◆ **Given exercise a**
Transcribe the part of the passage about Jean Beliveau that opens with the words containing "I’m glad that" and closes with "it won games.".

◆ **Selection**

--------------------------------

A great person is someone in whom success enlarges the soul rather than swells the ego.
When Jean Beliveau broke into the National Hockey League he was, at that time, the tallest, some-skilled, most-graceful and handsomest player in the league. No small gifts to carry. He was a little like the young King Saul in the Bible who, when he was initially crowned king, was described this way: “Among the men of Benjamin was a man called Saul, a handsome man in the prime of life. Of all the Israelites there was no one more handsome than he; he stood head and shoulders taller than anyone else.”
But, sadly, all of that giftedness and success did not make Saul a good king. Rather it destroyed him. Clinging falsely to his giftedness, his life became a tragedy. His height and grace and handsomeness left him jealous before the gifts of others and he became paranoid and spiteful and eventually ended up taking his own life. Saul’s story is one of the greatest tragedies ever written; and sadly it keeps getting written too many times in the lives of the hugely talented. Giftedness comes with its own perils. Giftedness and success just as easily swell the ego as enlarge the soul.
Self-promotion
Sadly we see a lot of that today, not least in the sports world where ego and self-promotion is legitimised and is often even seen as a desired quality in an athlete, a virtue rather than a vice, because bravado and arrogant strut can help intimidate opponents, win games and make the world watch. It makes for colour, for hype, brings fans to the park, and awards a certain notoriety and fame. Character gets trumped by colour and hype, but arrogance can help win games.
Even so, I’m glad I once knew a different time, a time when athletes and most everyone else still had to be apologetic about ego and self-promotion.
I’m glad that when I was a boy, obsessed with sports and looking for a hero among athletes, there was a superstar, Jean Beliveau, who eschewed arrogance, bravado, strut, the taunting of opponents and crass self-promotion and played the game with such grace and humility that it invoked the right kind of admiration, even as it won games.

--------------------------------

◆ **Data rows**
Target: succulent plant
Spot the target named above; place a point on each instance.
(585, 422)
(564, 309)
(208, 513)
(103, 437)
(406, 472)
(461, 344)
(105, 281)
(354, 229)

--------------------------------

◆ **Given exercise b**
Which lines of the entries contain the string "point"? Extract each of them.

◆ **Final result a**
I’m glad that when I was a boy, obsessed with sports and looking for a hero among athletes, there was a superstar, Jean Beliveau, who eschewed arrogance, bravado, strut, the taunting of opponents and crass self-promotion and played the game with such grace and humility that it invoked the right kind of admiration, even as it won games.

◆ **Final result b**
Spot the target named above; place a point on each instance.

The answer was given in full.